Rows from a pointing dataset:
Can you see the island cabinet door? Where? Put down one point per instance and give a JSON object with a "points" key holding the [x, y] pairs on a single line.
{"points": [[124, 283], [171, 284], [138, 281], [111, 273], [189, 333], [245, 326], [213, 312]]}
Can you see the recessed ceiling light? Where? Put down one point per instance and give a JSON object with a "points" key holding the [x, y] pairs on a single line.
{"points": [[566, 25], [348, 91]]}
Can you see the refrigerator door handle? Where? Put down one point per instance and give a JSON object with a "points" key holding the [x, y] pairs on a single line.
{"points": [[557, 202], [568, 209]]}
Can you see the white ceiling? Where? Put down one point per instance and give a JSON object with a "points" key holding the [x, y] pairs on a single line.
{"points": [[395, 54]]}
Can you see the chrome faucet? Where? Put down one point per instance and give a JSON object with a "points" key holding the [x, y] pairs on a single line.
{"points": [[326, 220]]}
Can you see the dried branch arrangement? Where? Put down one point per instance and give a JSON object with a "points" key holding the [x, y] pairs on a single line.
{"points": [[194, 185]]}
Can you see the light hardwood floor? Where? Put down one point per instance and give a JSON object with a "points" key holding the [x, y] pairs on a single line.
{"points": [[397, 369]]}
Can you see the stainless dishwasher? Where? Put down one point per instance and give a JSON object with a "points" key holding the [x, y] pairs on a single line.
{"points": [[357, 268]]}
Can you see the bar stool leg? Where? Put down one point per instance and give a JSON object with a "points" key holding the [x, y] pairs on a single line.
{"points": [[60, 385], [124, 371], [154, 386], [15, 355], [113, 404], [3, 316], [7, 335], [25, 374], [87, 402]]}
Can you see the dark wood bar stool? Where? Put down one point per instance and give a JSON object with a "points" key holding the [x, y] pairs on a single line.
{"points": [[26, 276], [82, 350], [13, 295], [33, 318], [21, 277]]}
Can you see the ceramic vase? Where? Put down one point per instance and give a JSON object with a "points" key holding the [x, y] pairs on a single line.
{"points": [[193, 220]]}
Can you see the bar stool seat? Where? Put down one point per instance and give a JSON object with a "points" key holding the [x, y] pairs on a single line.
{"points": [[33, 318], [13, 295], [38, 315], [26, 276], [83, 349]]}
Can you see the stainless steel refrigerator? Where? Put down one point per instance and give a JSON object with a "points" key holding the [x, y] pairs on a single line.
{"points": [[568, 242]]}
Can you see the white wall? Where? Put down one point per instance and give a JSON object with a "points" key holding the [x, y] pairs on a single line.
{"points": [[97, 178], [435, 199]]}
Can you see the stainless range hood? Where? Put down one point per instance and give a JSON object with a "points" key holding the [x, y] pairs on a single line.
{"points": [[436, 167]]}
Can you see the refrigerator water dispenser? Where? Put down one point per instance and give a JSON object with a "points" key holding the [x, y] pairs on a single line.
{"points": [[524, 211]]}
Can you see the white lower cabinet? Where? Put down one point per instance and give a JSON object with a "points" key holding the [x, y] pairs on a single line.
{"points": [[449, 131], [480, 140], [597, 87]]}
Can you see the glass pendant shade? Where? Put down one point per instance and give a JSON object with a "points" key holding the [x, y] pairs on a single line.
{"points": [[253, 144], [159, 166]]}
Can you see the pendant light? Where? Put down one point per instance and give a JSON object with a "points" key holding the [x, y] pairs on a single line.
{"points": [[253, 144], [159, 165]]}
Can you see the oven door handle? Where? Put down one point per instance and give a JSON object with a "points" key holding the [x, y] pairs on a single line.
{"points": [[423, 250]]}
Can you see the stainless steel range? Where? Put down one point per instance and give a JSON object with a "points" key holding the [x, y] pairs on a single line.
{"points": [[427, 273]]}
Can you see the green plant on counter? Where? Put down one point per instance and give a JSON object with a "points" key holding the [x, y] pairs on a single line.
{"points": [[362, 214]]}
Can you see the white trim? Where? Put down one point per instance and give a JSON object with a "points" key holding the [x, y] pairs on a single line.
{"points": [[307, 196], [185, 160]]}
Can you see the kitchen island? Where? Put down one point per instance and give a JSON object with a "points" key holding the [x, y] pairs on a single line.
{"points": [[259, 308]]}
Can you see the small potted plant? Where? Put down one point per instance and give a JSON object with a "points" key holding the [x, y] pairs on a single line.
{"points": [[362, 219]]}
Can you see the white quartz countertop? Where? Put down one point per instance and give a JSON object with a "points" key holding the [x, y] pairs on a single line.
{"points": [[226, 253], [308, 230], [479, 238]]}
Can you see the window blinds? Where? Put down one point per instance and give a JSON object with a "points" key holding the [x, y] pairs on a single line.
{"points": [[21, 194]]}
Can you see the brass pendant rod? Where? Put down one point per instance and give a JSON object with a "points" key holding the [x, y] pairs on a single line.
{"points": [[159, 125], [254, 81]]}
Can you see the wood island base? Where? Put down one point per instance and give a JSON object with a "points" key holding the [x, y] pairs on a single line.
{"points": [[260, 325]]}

What needs to be done:
Write the whole listing out again. Keep every line exactly as it is.

Task output:
Can you see the island cabinet door? Where? Put down one point per instance and give a JSON object with a "points" key holding the [x, y] pairs on a single line.
{"points": [[124, 283], [171, 284], [138, 281], [111, 273], [189, 333], [245, 326], [213, 312]]}
Can you see the recessed ceiling light? Where? Put down one point per instance and give a JSON object with a "points" key holding the [x, y] pairs on a single line.
{"points": [[566, 25], [348, 91]]}
Can you see the refrigerator door handle? Where? Put down one point per instance and give a JSON object with a "points" key holding the [x, y] pairs on a single line.
{"points": [[557, 202], [568, 209]]}
Can you see the white ceiling? Where? Put down one point per instance and give a JSON object with a "points" key holding the [x, y] pairs on a single line.
{"points": [[395, 54]]}
Can you see the chrome faucet? Where? Put down one point per instance and give a JSON object with a "points" key holding the [x, y] pairs on a single line.
{"points": [[326, 220]]}
Can you see the dried branch arrangement? Where? Put down one point per instance and give a JSON object with a "points" key holding the [x, y] pairs on a single line.
{"points": [[194, 185]]}
Can you see the light hardwood floor? Where? Put down one point per instance and give a JSON object with a "points" key holding the [x, y] pairs on a single line.
{"points": [[397, 369]]}
Can you see the stainless dishwasher? Where? Put down one point per instance and give a JSON object with a "points" key holding the [x, y] pairs on a single line.
{"points": [[357, 268]]}
Can you see the bar stool leg? Where? Put down one point per instance and give a JSON object with a "points" key holding the [x, y] pairs on a single line.
{"points": [[60, 385], [124, 371], [154, 386], [15, 355], [113, 404], [3, 316], [7, 335], [25, 374], [87, 402]]}
Can you see the dark wood bar stool? Where? Put down one point per instance and give a JSON object with a "points" key holding the [x, y] pairs on a single line.
{"points": [[26, 276], [82, 350], [13, 295], [33, 318], [21, 277]]}
Can you see the ceramic vase? Where? Put down one point per instance and give a JSON object with a "points" key holding the [x, y] pairs on a single line.
{"points": [[193, 220]]}
Can you see the bar stool seat? Where? Put down one point per instance and give a JSON object with a "points" key holding the [x, y] pairs on a single line.
{"points": [[33, 318], [13, 295], [38, 315], [26, 276], [83, 349]]}
Can you see the stainless steel refrigerator? Where? Put down one point per instance and give a JSON object with a "points" key holding the [x, y] pairs on a single line.
{"points": [[568, 242]]}
Can you see the white wall? Where? Put down one point per instance and give a JSON object with a "points" key holding the [x, y] pairs on a single line.
{"points": [[97, 178], [435, 199]]}
Can you see the stainless range hood? Where? Put down one point per instance and give a JSON object with a "points" key holding the [x, y] pairs on a single line.
{"points": [[436, 167]]}
Can you see the refrigerator water dispenser? Where? Put down one point per instance and give a JSON object with a "points" key holding the [x, y] pairs on a single line.
{"points": [[524, 211]]}
Can you see the white lower cabinet? Where? Put down one point per instance and give a JSON object with a "points" key holding the [x, y] pairs on a single line.
{"points": [[449, 131], [480, 140], [597, 87]]}
Can you see the glass pendant shade? Where? Put down one point per instance and give a JSON object with a "points" key holding the [x, y] pairs on a single line.
{"points": [[253, 144], [159, 166]]}
Can you see the pendant light? Where? Put down one point per instance and give a JSON object with a "points" key holding the [x, y] pairs on a single line.
{"points": [[253, 144], [159, 165]]}
Can you see the oven door handle? Where? Put down one point per instance and give a JSON object with a "points" key holding the [x, y] pairs on a single line.
{"points": [[423, 250]]}
Can you see the stainless steel range? Where? Put down one point per instance and give a JSON object with a "points" key holding the [x, y] pairs on a single line.
{"points": [[427, 273]]}
Can you see the green plant on counter? Where? Put down one point per instance and give a JSON object with a "points" key holding the [x, y] pairs on a single line.
{"points": [[362, 214]]}
Can you see the white trim? Where? Put down one point per instance and give a JSON object with a "points" key holding the [x, y] pairs on a single line.
{"points": [[307, 196], [185, 160]]}
Can you see the kitchen island? Where? Put down one point per instance and give a JSON object with a "points" key holding the [x, y] pairs on a single line.
{"points": [[259, 308]]}
Can you see the small potted plant? Where? Put down one point per instance and give a JSON object with a "points" key holding the [x, y] pairs on a single line.
{"points": [[362, 219]]}
Can you see the white quartz countertop? Where? Put down one point per instance and give a JSON object with a "points" key holding the [x, y] pairs on a single line.
{"points": [[226, 253], [308, 230], [479, 238]]}
Can you see the window blinds? Where? Put down one point per instance and give a JSON object with a "points" key holding the [x, y] pairs on a single line.
{"points": [[21, 194]]}
Can you see the brass pendant rod? Where? Put down one point per instance and give a JSON object with a "points" key holding the [x, y] pairs on a single line.
{"points": [[159, 125], [254, 81]]}
Can you see the wood island base? Where? Put down one point per instance and give a JSON object with a "points" key holding the [x, y] pairs on a single line.
{"points": [[260, 325]]}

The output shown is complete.